◆ Exercise instructions:
- A) List every ancient author the passage on Mount Cragus names as a source.
- B) According to the passage on Mount Cragus, how high above the sea is the plain between the two chief peaks?

Strabo (p. 665), whose description proceeds from west to east, after the promontory Telmissus, mentions Anticragus, on which is Carmylessus, and then Cragus, which has eight summits (or he may mean capes), and a city of the same name. Pinara, in the interior, was at the base of Cragus. There are coins of the town Cragus of the Roman imperial period, with the epigraph Λυκιων Κρ. or Κρα. or Κραγ. The range of Anticragus and Cragus is represented in the map in Spratt and Forbes as running south from the neighbourhood of Telmissus, and forming the western boundary of the lower basin of the river Xanthus. The southern part is Cragus. The direction of the range shows that it must abut on the sea in bold headlands. In Francis Beaufort's map of the coast of Karamania, the Anticragus is marked 6000 feet high. Beaufort's examination of this coast began at Yediburun (Yedy-Booroon), which means "the Seven Capes", a knot of high and rugged mountains that appear to have been the ancient Mount Cragus of Lycia. The ruins of Pinara are where Strabo describes them, on the east side of this range, about halfway between Telmissus and the termination of the range on the south coast. There is a pass leading between the summits of Cragus and Anticragus. Between the two chief peaks is a plain 4000 feet above the sea; and above it rises the highest peak of Cragus, more than 2500 feet above this elevated plain. The first half of the ascent from the plain is through a thick forest, and the remainder over bare rock. From the summit there is a view of the whole plain of Xanthus, and of the gorges of the Massicytus, which lies east of it. The side towards the sea is so steep, that from this lofty summit the waves are seen breaking white against the base of this precipitous mountain mass. It appears that Strabo is right when he describes a valley or depression as separating Anticragus and Cragus; and the highest part, which towers above the sea at the Seven Capes, seems to be the eight summits that Strabo speaks of. There was a promontory Cragus, according to Scylax and Pliny the Elder (v. 27), which must be the Seven Capes. The Hiera Acra of the Stadiasmus seems also to be the Seven Capes. The position of the Cragus between Xanthus and Telmissus is mentioned by Pomponius Mela (i. 15), and he also probably means the same striking part of the range.

◆ Data supplied:
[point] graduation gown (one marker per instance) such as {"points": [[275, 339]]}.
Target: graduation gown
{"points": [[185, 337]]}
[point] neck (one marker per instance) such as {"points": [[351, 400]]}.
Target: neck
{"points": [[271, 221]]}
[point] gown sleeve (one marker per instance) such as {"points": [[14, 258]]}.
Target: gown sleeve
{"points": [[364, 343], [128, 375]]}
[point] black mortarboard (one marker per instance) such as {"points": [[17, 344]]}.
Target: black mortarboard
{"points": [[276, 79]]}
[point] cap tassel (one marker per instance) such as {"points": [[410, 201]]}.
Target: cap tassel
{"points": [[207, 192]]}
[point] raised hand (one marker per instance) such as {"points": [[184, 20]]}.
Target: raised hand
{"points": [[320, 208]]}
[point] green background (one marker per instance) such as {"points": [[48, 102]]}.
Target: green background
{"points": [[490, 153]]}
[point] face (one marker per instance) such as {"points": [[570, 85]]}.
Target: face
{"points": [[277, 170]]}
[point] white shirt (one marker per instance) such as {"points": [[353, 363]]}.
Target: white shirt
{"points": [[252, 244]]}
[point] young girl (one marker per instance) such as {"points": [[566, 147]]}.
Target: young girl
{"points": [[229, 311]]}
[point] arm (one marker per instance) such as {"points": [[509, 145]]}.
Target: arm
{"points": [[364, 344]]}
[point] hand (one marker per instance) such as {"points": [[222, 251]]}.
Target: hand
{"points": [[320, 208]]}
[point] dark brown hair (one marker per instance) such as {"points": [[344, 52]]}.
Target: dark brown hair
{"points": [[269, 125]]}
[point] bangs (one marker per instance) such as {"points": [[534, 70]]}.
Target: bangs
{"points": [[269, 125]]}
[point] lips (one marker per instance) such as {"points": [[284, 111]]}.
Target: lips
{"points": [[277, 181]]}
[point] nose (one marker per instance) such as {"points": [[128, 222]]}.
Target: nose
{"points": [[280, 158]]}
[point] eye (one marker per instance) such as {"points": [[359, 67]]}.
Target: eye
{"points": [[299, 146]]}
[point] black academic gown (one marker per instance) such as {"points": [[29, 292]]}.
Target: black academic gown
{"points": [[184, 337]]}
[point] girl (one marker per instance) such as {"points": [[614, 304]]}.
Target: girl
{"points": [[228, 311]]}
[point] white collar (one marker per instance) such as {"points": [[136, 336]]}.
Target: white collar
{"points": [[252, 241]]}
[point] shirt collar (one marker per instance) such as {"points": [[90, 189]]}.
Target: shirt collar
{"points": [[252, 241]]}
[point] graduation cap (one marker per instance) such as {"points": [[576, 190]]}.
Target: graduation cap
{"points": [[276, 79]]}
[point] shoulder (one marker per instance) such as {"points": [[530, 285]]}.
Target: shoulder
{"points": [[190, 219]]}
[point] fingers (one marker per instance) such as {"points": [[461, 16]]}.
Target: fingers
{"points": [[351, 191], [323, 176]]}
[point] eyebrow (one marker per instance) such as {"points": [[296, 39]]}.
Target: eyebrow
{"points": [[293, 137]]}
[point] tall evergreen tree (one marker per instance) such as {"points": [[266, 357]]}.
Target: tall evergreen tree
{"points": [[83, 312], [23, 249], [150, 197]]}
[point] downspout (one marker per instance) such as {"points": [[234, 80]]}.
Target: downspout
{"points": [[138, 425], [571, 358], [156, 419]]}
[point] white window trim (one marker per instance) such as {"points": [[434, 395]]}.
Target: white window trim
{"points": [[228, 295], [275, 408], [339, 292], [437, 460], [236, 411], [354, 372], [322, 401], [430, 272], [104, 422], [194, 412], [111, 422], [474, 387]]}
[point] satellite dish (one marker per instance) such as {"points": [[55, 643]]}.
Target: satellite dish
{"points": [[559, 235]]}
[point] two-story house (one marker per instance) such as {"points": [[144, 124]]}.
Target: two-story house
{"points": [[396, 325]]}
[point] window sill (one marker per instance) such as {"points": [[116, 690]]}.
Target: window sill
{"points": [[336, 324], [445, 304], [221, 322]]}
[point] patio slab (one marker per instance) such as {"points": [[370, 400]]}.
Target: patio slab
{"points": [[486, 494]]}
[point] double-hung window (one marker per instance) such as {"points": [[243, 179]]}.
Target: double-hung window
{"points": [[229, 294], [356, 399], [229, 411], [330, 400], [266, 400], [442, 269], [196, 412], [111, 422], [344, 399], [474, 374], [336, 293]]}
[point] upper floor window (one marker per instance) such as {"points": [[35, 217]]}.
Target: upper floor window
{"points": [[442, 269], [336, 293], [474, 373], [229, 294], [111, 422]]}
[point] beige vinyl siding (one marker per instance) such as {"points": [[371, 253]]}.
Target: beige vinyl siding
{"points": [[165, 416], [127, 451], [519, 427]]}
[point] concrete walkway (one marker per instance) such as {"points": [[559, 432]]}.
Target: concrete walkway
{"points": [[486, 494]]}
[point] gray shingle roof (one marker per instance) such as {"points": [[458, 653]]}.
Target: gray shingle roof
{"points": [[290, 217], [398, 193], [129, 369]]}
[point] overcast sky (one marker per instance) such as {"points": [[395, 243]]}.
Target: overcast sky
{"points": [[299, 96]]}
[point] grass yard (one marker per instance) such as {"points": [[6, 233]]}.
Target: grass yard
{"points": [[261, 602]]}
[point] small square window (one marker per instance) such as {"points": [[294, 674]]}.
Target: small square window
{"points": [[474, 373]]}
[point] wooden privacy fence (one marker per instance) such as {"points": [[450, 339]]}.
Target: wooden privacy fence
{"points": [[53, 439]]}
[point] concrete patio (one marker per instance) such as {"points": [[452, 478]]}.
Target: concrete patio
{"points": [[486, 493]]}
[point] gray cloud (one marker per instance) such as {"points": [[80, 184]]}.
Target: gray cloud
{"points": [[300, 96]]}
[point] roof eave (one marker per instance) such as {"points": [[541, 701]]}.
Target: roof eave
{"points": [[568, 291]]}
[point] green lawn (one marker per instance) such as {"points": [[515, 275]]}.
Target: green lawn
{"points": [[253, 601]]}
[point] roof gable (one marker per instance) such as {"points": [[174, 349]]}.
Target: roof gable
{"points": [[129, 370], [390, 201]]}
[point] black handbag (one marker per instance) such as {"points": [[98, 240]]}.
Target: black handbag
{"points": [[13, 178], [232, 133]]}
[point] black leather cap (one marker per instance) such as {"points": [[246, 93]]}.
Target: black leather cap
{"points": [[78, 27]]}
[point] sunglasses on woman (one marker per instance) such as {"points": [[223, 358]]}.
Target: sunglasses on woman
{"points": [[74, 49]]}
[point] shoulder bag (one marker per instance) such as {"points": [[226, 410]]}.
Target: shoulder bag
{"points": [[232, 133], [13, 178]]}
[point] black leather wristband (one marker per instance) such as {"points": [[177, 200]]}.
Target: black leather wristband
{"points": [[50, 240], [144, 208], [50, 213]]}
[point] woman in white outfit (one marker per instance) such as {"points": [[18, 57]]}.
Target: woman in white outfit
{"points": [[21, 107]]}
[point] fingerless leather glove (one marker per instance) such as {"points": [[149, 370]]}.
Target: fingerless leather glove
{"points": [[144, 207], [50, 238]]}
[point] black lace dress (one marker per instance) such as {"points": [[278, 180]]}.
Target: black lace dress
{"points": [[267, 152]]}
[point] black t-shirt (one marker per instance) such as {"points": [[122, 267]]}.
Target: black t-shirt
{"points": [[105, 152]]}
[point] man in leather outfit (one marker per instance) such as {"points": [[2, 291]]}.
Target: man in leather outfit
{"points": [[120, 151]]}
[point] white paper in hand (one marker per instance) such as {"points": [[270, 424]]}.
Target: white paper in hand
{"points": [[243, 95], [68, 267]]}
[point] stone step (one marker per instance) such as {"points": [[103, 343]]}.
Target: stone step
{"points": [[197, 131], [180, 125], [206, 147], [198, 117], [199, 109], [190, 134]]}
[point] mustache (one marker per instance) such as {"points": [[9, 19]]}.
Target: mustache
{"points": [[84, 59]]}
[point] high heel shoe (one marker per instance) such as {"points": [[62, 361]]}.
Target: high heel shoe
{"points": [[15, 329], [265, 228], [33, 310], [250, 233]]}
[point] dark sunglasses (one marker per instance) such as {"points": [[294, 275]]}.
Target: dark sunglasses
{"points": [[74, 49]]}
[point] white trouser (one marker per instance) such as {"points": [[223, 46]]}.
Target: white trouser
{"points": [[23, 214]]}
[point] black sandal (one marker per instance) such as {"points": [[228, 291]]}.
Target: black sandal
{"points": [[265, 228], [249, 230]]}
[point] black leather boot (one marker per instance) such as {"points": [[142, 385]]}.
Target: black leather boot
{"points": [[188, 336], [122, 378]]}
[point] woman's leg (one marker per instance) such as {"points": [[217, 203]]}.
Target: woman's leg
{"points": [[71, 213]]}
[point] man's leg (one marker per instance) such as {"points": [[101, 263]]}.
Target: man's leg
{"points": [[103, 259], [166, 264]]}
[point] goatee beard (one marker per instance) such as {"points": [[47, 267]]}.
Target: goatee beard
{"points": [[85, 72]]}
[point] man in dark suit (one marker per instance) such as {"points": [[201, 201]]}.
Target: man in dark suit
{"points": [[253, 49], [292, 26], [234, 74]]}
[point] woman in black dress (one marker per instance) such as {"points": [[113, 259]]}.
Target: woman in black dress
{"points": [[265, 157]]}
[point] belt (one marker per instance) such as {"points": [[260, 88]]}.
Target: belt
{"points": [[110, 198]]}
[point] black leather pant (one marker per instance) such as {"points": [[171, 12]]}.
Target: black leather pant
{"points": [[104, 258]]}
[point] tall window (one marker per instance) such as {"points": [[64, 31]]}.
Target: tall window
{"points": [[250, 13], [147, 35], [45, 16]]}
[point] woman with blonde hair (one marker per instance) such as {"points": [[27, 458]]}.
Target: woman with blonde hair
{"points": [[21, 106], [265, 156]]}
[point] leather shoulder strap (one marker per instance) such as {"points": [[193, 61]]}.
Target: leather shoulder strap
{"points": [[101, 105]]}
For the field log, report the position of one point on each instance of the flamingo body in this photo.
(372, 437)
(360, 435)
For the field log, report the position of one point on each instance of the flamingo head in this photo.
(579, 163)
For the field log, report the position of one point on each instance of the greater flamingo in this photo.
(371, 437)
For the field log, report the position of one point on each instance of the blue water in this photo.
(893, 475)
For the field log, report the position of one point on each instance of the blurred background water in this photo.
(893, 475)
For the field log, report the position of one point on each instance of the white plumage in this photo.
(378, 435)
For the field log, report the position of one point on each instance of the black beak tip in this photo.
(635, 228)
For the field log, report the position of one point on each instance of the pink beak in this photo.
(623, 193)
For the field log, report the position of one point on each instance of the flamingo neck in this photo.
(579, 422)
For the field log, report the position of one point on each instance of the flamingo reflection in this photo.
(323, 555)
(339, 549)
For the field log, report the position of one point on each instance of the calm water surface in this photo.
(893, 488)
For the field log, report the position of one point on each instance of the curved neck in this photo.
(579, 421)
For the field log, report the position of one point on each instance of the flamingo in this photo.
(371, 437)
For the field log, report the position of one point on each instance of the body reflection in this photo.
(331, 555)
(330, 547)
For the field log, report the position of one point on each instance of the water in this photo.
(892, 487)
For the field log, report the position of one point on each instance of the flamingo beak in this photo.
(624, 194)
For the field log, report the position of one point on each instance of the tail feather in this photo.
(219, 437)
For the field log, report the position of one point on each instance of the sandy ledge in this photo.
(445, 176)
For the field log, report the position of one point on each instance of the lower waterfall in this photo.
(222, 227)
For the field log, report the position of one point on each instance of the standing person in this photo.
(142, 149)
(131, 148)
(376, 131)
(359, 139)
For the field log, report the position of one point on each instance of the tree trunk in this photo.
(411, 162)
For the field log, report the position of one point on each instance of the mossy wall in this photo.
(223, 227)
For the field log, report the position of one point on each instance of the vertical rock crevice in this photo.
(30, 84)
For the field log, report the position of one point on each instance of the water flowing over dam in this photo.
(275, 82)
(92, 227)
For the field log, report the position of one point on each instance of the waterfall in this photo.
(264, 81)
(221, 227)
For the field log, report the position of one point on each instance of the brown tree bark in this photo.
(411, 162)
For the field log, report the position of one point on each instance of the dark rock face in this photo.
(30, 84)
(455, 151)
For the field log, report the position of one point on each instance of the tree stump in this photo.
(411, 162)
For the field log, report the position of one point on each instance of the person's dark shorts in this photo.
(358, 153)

◆ Replies:
- A) Strabo, Scylax, Pliny the Elder, Pomponius Mela

- B) 4000 feet